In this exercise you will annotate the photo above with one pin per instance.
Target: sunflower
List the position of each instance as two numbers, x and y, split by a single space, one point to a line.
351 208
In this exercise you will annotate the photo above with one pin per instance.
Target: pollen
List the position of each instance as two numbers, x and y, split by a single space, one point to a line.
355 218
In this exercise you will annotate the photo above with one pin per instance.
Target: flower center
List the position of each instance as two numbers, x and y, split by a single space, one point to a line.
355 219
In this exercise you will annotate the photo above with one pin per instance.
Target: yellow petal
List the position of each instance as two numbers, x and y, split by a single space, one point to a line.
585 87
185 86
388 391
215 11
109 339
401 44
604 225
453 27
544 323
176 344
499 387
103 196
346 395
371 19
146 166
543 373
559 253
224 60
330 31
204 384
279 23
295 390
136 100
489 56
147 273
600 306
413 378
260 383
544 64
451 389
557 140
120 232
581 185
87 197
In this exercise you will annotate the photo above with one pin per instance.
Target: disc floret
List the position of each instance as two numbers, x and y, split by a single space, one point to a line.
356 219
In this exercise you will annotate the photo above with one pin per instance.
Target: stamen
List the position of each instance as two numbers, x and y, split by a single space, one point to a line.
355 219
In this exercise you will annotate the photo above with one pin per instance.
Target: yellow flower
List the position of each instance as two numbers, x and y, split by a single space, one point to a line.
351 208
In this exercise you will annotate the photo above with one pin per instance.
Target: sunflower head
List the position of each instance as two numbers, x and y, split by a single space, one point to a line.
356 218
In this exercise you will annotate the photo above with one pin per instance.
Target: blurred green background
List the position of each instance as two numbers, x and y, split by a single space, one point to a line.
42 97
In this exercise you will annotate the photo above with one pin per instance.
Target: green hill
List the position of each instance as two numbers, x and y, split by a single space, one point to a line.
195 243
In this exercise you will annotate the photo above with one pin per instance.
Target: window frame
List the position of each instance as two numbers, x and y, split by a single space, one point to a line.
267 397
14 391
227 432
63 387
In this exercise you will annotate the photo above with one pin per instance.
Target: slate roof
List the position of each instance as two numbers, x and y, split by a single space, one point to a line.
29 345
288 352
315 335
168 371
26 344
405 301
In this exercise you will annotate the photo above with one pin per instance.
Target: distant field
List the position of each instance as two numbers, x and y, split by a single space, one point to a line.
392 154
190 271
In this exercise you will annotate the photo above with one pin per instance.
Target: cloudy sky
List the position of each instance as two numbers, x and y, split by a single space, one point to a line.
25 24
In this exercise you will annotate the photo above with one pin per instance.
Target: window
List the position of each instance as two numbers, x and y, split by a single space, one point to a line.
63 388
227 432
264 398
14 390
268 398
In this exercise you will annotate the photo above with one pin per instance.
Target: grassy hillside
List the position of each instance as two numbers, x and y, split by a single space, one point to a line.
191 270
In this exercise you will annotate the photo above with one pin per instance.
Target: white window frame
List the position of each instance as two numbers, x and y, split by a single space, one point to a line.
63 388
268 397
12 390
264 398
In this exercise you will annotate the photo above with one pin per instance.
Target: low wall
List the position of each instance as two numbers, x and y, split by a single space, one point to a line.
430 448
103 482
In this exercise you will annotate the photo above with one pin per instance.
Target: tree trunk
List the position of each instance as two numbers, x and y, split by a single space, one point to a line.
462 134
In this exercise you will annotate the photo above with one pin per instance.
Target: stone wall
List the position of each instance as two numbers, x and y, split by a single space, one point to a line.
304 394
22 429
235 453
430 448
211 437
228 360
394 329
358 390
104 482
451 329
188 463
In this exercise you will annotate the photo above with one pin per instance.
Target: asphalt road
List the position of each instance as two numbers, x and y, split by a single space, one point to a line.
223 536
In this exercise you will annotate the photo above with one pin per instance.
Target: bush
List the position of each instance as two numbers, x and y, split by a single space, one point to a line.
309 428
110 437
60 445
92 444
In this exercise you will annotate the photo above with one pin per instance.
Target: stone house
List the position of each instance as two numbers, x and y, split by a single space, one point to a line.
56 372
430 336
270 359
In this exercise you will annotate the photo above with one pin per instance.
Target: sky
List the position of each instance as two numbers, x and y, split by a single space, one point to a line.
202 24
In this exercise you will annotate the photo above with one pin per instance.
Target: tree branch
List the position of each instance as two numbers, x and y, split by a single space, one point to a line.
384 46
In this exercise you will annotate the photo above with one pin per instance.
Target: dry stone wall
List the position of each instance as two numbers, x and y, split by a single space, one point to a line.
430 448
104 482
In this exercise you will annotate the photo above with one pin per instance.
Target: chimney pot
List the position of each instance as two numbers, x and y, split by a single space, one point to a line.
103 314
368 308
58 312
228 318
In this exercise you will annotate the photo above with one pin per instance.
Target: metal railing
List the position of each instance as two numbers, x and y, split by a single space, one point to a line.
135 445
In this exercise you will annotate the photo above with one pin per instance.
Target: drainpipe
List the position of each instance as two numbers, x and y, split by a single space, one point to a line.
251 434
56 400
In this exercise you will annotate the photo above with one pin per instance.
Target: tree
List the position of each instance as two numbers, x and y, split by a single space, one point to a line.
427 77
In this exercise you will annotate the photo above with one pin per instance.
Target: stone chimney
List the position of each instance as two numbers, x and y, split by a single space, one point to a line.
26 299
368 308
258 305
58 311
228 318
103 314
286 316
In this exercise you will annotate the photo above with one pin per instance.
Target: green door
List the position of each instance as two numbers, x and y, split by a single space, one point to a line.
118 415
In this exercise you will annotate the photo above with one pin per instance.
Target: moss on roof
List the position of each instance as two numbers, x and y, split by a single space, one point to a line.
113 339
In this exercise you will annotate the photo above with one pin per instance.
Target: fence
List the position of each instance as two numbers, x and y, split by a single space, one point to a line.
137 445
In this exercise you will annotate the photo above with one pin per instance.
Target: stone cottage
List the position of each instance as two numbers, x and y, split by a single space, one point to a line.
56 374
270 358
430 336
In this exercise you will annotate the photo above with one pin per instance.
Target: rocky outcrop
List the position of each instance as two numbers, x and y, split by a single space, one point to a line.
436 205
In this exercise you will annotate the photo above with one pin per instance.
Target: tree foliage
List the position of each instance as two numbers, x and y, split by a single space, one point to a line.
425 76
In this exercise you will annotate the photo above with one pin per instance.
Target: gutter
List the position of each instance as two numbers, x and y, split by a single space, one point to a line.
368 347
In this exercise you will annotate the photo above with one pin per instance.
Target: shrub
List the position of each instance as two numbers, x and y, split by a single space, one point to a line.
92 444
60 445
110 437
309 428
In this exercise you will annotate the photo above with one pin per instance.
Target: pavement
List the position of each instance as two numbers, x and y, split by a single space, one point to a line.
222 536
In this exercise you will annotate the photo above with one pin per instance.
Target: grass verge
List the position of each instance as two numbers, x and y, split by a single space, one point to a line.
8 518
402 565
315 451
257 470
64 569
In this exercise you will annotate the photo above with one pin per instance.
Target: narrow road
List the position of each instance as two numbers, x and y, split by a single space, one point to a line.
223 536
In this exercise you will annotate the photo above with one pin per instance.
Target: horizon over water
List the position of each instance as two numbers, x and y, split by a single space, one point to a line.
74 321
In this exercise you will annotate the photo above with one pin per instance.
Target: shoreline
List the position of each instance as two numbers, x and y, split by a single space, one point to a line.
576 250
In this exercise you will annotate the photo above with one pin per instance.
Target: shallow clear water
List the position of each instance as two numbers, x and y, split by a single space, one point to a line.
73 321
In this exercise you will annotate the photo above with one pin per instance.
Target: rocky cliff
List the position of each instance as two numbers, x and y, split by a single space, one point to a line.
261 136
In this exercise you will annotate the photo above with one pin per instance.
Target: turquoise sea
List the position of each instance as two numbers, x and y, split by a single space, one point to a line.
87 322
□ □ □ □ □
What needs to be done
Restate the records above verbatim, omitting no line.

Output for this exercise
In this exercise you will annotate the photo above with one pin per instance.
Target: sunflower
List the position of each instance as two numbers, x and y, split by a single space, one point to a line.
351 208
In this exercise you will annotate the photo above with one pin per instance.
Target: pollen
List the position of each instance as two numbers, x and y, split by a single space, one point to a line.
355 218
In this exercise you will annotate the photo above with one pin per instance.
Target: flower center
List the position of each instance as two numbers, x and y, split by a single space, one point to a line.
355 219
In this exercise you will annotate the photo above with one pin per instance.
Target: yellow petal
List the position of each instance as two numbers, x and y, split by a single space, one point to a line.
585 87
185 86
388 391
215 11
109 339
401 44
604 225
453 27
544 323
176 344
499 387
103 196
346 395
371 19
146 166
543 373
559 253
224 60
330 31
204 384
279 23
295 390
136 100
489 56
147 273
600 306
413 378
260 383
544 64
451 389
557 140
120 232
581 185
87 197
In this exercise you will annotate the photo above with one pin per instance.
Target: disc floret
List the position of each instance as two numbers, x and y, split by a single space, one point to a line.
356 219
In this exercise you will annotate the photo above with one pin per instance.
Target: stamen
List the position of each instance as two numbers, x and y, split by a single space, one point to a line.
355 219
In this exercise you will annotate the photo above with one pin per instance.
Target: yellow flower
List the position of each instance as two numbers, x and y, split by a single space, one point to a line.
351 208
In this exercise you will annotate the photo above with one pin per instance.
Target: sunflower head
List the position of each instance as two numbers, x and y, split by a single space, one point to a line.
356 218
In this exercise you will annotate the photo above with one pin per instance.
Target: blurred green background
List the position of each instance as two numbers, x and y, split by a single space, one point to a line.
42 97
In this exercise you will annotate the photo above with one pin per instance.
Target: green hill
List the position of each instance as two numbers, x and y, split by a single space, one point to a line.
195 243
In this exercise you will annotate the photo above with one pin per instance.
Target: window frame
List the position of each instance as two numbers, x and y, split by a single space, one point to a line.
267 397
14 391
227 432
63 387
In this exercise you will annotate the photo above with one pin per instance.
Target: slate roof
List the position of each instance as two numbers, x and y, split by a single space, one point to a line.
29 345
288 352
315 335
168 371
26 344
405 301
In this exercise you will annotate the photo above with one pin per instance.
Target: distant field
List the position of each instance as two numbers, x and y, split by a single space, one point to a line.
392 154
190 271
In this exercise you will annotate the photo above with one pin per instance.
Target: cloudy sky
List the position of each instance as two numbers, x and y, split by a single space, one point to a line.
25 24
In this exercise you will annotate the photo above with one pin per instance.
Target: window
List the position of each instance as two numbers, x and y, split by a single space, one point to a line.
63 388
227 432
264 398
14 390
268 398
In this exercise you will annotate the photo above with one pin per instance.
Target: grassy hillside
List the position of each instance as two numbers, x and y, split by a single space, one point to a line.
191 270
In this exercise you will annotate the photo above with one pin per instance.
Target: white window frame
List the position of each instance as two numbers, x and y, split by a single space, one point to a line.
63 388
268 397
12 390
264 398
In this exercise you will annotate the photo above with one pin per instance.
Target: low wall
List the position of each instance as two numbers, x and y, split by a single space, one point to a line.
430 448
103 482
In this exercise you will annotate the photo above with one pin per instance.
Target: tree trunk
List the position of each instance as two numbers, x and y, split by a single space, one point to a line.
462 134
In this exercise you will annotate the photo above with one pin per instance.
Target: stone wall
List the position of each instance as two numbers, x and y, split by a single space, one point to a line.
304 394
22 429
235 453
430 448
211 437
228 360
394 329
358 390
104 482
451 329
188 463
In this exercise you will annotate the photo above with one pin per instance.
Target: asphalt road
List the position of each instance as two numbers, x and y, split by a single space, one point to a line.
223 536
In this exercise you will annotate the photo above with one pin per instance.
Target: bush
List the position of each instance as two numbers, x and y, split by a single space, one point to a line.
309 428
110 437
60 445
92 444
In this exercise you will annotate the photo above with one pin per instance.
Target: stone house
List the position of each instance as two numbers, x and y, split by a single space, one point to a line.
56 372
430 336
270 359
In this exercise you will annotate the photo above with one pin per instance.
Target: sky
List the position of each instance as two numbers, x and y, split by a single space, one point to a line.
202 24
In this exercise you will annotate the photo above with one pin per instance.
Target: tree branch
List the position of each instance as two numbers, x and y, split by a single space, one point to a line.
384 46
In this exercise you will annotate the photo above with one pin per instance.
Target: dry stone wall
List the position of each instance as two numbers, x and y, split by a single space, one point to a line.
430 448
104 482
In this exercise you will annotate the photo above with one pin per instance.
Target: chimney pot
List the position of each instance as two numbers, x and y, split by a single space, one point to a line.
103 314
368 308
58 312
228 318
In this exercise you will annotate the photo above with one pin per instance.
Target: metal railing
List the position of each instance as two numbers, x and y, split by a single space, one point to a line.
135 445
In this exercise you will annotate the photo above with one pin per instance.
Target: drainpipe
List the position of each instance as two numbers, x and y, split by a single space, one point to a line.
251 434
56 400
In this exercise you will annotate the photo above with one pin per instance.
Target: tree
List the position of each instance as two numbers, x and y, split by a single space, one point to a line.
427 77
In this exercise you will annotate the photo above with one pin per instance.
Target: stone chimney
List the position of each instance as two numbers, x and y, split by a single space, one point to a line.
26 299
368 308
258 305
58 311
228 318
103 314
286 316
In this exercise you will annotate the photo above with one pin per instance.
Target: green door
List the position of each instance as two numbers, x and y, split by a single space, one point to a line.
118 415
In this exercise you will annotate the photo above with one pin per instance.
Target: moss on roof
List the position of each instance as two numbers, x and y, split by a single space, one point to a line.
113 339
In this exercise you will annotate the photo above with one pin per instance.
Target: fence
List the position of each instance as two numbers, x and y, split by a single space, one point to a line.
137 445
In this exercise you will annotate the photo above with one pin per instance.
Target: stone cottage
List the position of each instance as two numbers, x and y, split by a single space, one point to a line.
56 374
270 358
430 336
In this exercise you will annotate the photo above with one pin per instance.
Target: rocky outcrop
List the position of each instance as two numbers, x and y, split by a single space, one point to a line.
436 205
In this exercise you will annotate the photo above with one pin per instance.
Target: tree foliage
List the position of each instance as two numbers, x and y, split by a single space, one point to a line.
425 76
In this exercise you will annotate the photo above with one pin per instance.
Target: gutter
List the position of each instance as two numbers, x and y, split by a single space, one point to a line.
368 347
In this exercise you will annotate the photo above with one pin per instance.
Target: shrub
List the position of each instance as two numbers, x and y, split by a single space, one point to a line.
92 444
60 445
110 437
309 428
In this exercise you will annotate the photo above with one pin per instance.
Target: pavement
List the position of each instance as two numbers, x and y, split by a single space, one point to a line.
222 536
In this exercise you will annotate the photo above with one pin per instance.
Target: grass verge
List the position of each instance as two numbers, x and y, split by a single space, one point to a line.
8 518
402 565
315 451
257 470
64 569
In this exercise you will annotate the photo above with one pin per instance.
Target: narrow road
List the position of each instance as two numbers, x and y, split by a single space, one point to a line.
223 536
In this exercise you will annotate the photo above with one pin per instance.
Target: horizon over water
List the position of each instance as two numbers, x and y, split by a single space, one point to a line.
74 321
In this exercise you will annotate the photo above with one pin per instance.
Target: shoreline
List the position of each instance as two numbers, x and y, split by a single space, one point to a line.
576 250
In this exercise you will annotate the photo above with one pin per instance.
Target: shallow clear water
List the position of each instance as two numbers, x and y, split by a single space, one point to a line.
73 321
In this exercise you will annotate the photo above with one pin per instance.
Target: rocky cliff
List the position of each instance as two numbers, x and y, split by a single space, one point to a line.
261 136
In this exercise you will annotate the photo above with one pin per instance.
Target: turquoise sea
List the position of each instance as two numbers, x and y, split by a single space, one point to a line.
87 322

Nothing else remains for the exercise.